DOCUMENT SEGMENT:
■ ■ ■

# How to configure filebeat, logstash-forwarder n lumberjack???



## Anees (Apr 3, 2017)

Hi Everyone! Plz Please, can anyone guide me about how to install and configure filebeat, lumberjack or logstash-forwarder on FreeBSD? Or any other way to ship (nginx) logs to logstash server from FreeBSD. I shall be very thankful to you.


----------



## SirDice (Apr 3, 2017)

It's configured exactly the same way as on every other system. The only difference might be the exact location of the configuration files.

https://z0z0.me/configure-elasticsearch-logstash-filebeats-with-shield/


----------



## Anees (Apr 3, 2017)

SirDice said:


> It's configured exactly the same way as on every other system. The only difference might be the exact location of the configuration files.
> 
> https://z0z0.me/configure-elasticsearch-logstash-filebeats-with-shield/



Thanks a lot for you quick reply. I try this.


----------



## Alberth (Nov 7, 2017)

Hello

Good day

In case that you still need this, i managed to make it work with logstash-forwarder, here 's what ia did to make it work:

>> Once you have ELK working (GUI working with its own traffic); make sure logstash is listening (lumberjack: 4433; you can change it also)

I use "logstash-forwarder" manually configure, not installed from ports/pkg

First create a directory for the certs and as well logstash-forwarder

mkdir /usr/local/logstash-forwarder/


Download the .zip

wget --no-check-certificate https://github.com/didfet/logstash-...d/0.2.4/logstash-forwarder-java-0.2.4-bin.zip  (latest version)

unzip logstash-forwarder-java-0.2.4-bin.zip 

create a dir for /lib and move things to the new /lib

mkdir /usr/local/logstash-forwarder/lib

move all of the main dir as well to the parent folder  (just for simplicity at the command call)

create the .json file for its configuration

nano/vi/touch/cat /usr/local/logstash-forwarder/logstash-forwarder.json

configuration of the "logstash-forwarder.json"

-------------------------------------------------------------

{
  "network": {
    "servers": [ "127.0.0.1:4433" ], # > in the remote servers can be used the fqdn as in the cert was created as it, port has to eb the same as defined in logstash configuration file
    "ssl ca": "/usr/local/etc/logstash/keystore.jks", # >> has to be the exact location in the server, in remote servers export it to the server location that you want
    "timeout": 15
  },
  "files": [
    {
       "paths": [ "/var/log/nginx/access.log", "/var/log/nginx/error.log" ], # > here you define the logs to monitor/send, remember to create the proper filters in logstash for the data be recognize by kibana
      "fields": { "type": "nginx" } # > put the type (nginx, syslog, etc)

■ ■ ■

CHALLENGE 1: Reproduce the records in the stretch from the line containing "of the blonde" through the end of the records, requests included, and shift every coordinate in the answers by adding 56 to each number.

■ ■ ■

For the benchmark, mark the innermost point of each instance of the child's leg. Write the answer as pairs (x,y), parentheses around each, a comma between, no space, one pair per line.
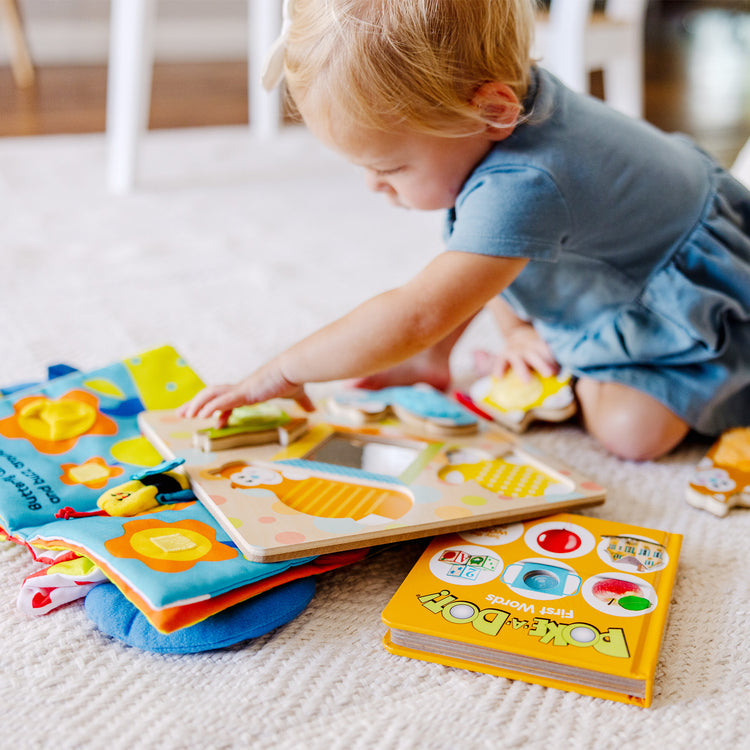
(628,422)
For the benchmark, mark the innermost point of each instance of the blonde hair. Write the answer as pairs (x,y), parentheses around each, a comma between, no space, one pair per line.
(407,63)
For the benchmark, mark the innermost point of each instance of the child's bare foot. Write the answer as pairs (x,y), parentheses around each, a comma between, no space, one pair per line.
(425,367)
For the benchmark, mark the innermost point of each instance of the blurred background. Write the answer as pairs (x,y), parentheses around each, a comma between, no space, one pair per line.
(696,74)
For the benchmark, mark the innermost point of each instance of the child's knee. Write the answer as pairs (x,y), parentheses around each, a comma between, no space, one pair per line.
(629,423)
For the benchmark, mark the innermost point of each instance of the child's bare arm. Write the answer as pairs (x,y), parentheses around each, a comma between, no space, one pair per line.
(381,332)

■ ■ ■

CHALLENGE 2: Continue the forum thread on shipping logs from FreeBSD to a logstash server, picking up right after its last line.

TASK ANSWER 1:
For the benchmark, mark the innermost point of each instance of the blonde hair. Write the answer as pairs (x,y), parentheses around each, a comma between, no space, one pair per line.
(463,119)
For the benchmark, mark the innermost point of each instance of the child's bare foot. Write the answer as pairs (x,y), parentheses around each, a comma between, no space, one pair per line.
(481,423)
For the benchmark, mark the innermost point of each instance of the blurred background. Write the answer as pairs (x,y), parentheses around each, a comma between, no space, one pair per line.
(752,130)
For the benchmark, mark the innermost point of each instance of the child's knee. Write the answer as pairs (x,y), parentheses around each, a comma between, no space, one pair per line.
(685,479)
For the benchmark, mark the innermost point of each instance of the child's bare arm. Write the answer as pairs (x,y), parentheses around each, a comma between, no space, one pair per line.
(437,388)

TASK ANSWER 2:
    }
  ]
}

------------------------------------------------------------

In case that you need here are the commands that i use for the certs that worked fine for me:

openssl req -x509  -batch -nodes -newkey rsa:2048 -keyout /usr/local/logstash-forwarder/logstash-forwarder.key -out /usr/local/logstash-forwarder/logstash-forwarder.crt -subj /CN=name_of_the_server

keytool -importcert -trustcacerts -file /usr/local/logstash-forwarder/logstash-forwarder.crt -alias ca -keystore /usr/local/logstash-forwarder/keystore.jks # >> use the same path for the logstash-forwarder if you want for simplicity, just remember to call the correct path in the config files

In the part that prompts if you trust the cert, say "yes" 



If all is fine at ELK level you should be able to initialize the .json at this point

/usr/local/bin/java -jar /usr/local/logstash-forwarder/logstash-forwarder-java-0.2.4.jar -config /usr/local/logstash-forwarder/logstash-forwarder.json

should see something similar to this:

root@client:/usr/local/logstash-forwarder # /usr/local/bin/java -jar logstash-forwarder-java-0.2.4.jar -config l                   ogstash-forwarder.json
2017-10-24 14:31:36,876 WARN FileWatcher - Could not load saved states : .logstash-forwarder-java (No such file                    or directory)
java.io.FileNotFoundException: .logstash-forwarder-java (No such file or directory)
        at java.io.FileInputStream.open0(Native Method)
        at java.io.FileInputStream.open(FileInputStream.java:195)
        at java.io.FileInputStream.<init>(FileInputStream.java:138)
        at com.fasterxml.jackson.core.JsonFactory.createJsonParser(JsonFactory.java:768)
        at com.fasterxml.jackson.databind.ObjectMapper.readValue(ObjectMapper.java:1897)
        at info.fetter.logstashforwarder.Registrar.readStateFromJson(Registrar.java:35)
        at info.fetter.logstashforwarder.Registrar.readStateFromJson(Registrar.java:40)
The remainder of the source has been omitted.